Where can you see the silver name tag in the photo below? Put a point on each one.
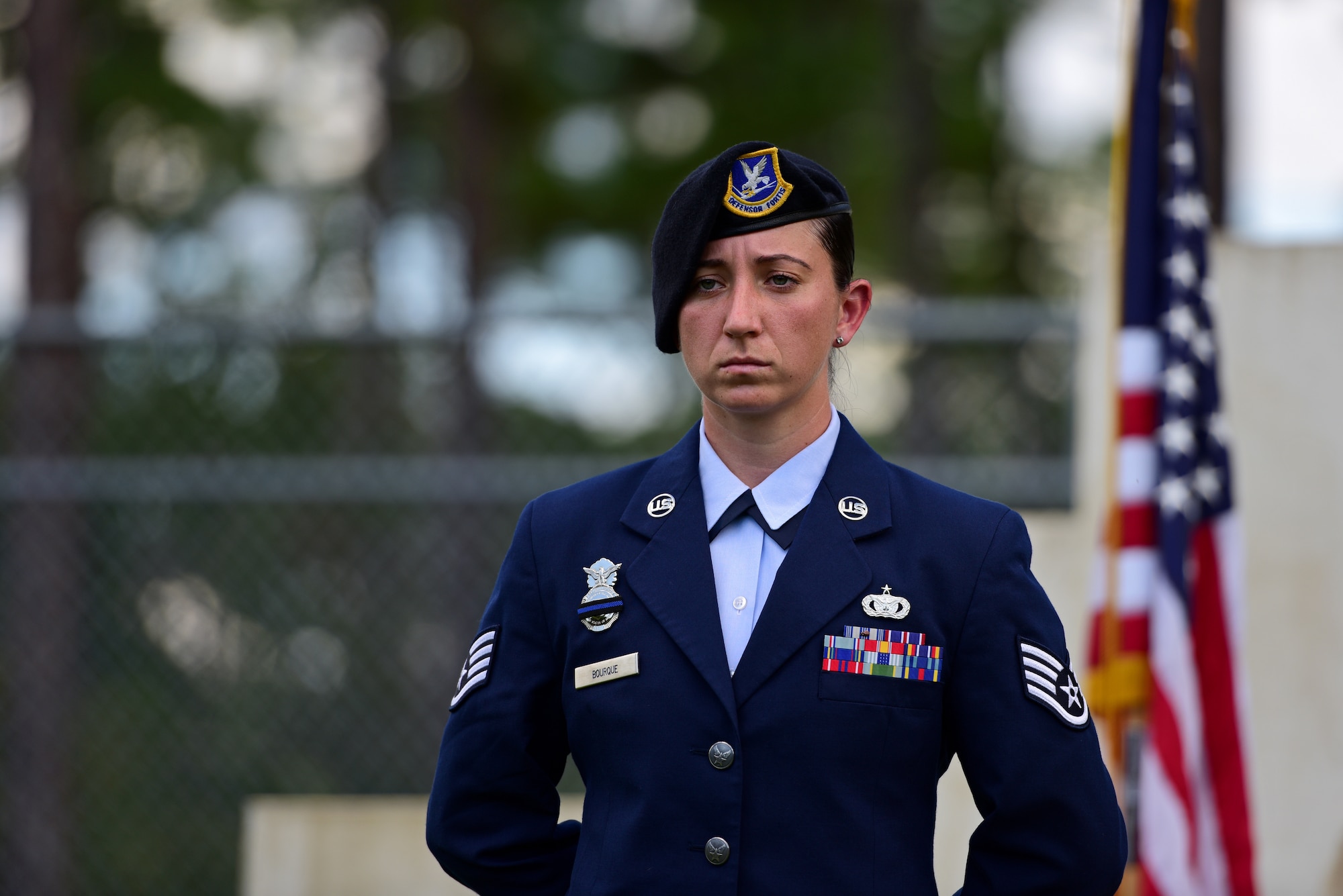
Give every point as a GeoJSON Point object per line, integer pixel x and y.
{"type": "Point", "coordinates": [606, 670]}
-*-*-
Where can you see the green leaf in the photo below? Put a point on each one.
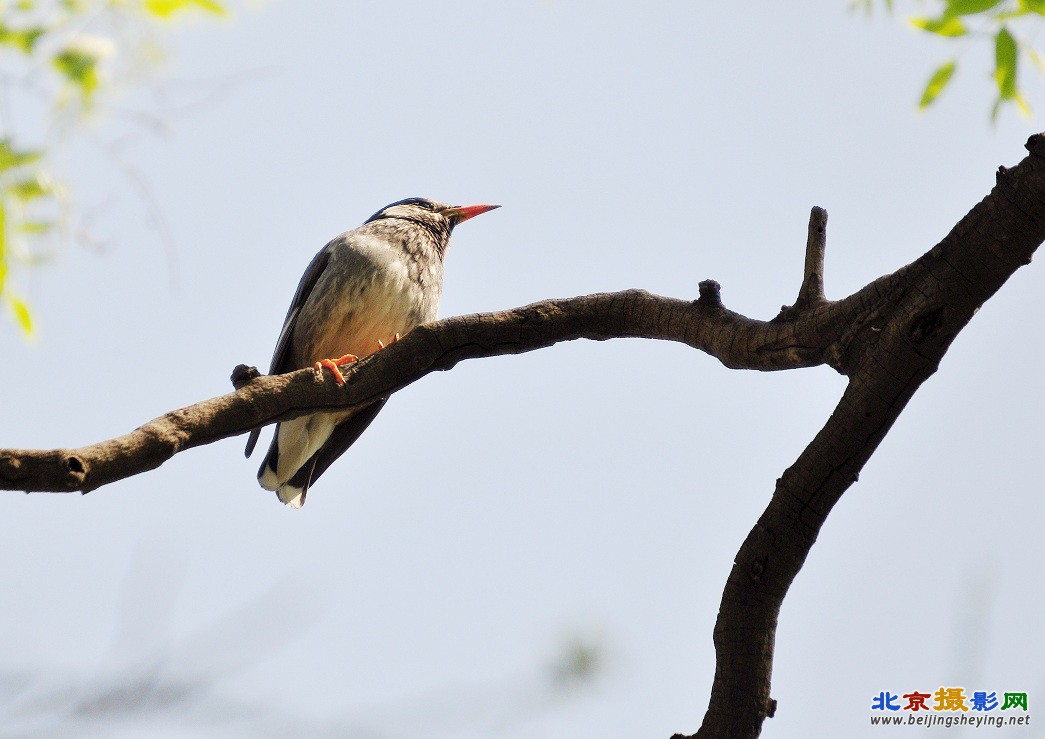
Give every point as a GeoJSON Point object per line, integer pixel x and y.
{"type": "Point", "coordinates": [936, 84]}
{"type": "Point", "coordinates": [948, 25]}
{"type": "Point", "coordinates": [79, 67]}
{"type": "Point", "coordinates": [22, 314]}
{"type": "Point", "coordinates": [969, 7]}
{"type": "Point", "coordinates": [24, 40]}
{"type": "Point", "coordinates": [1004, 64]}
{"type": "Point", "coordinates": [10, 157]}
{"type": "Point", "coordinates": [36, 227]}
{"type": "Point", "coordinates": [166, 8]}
-*-*-
• The problem
List every line of the items above that contains the string "below". Case counts.

• Finished exercise
Where can you see the silver name tag in the photo below? Put a point on each one.
Where can you see the green leaf in the photo below? Put a point on each one.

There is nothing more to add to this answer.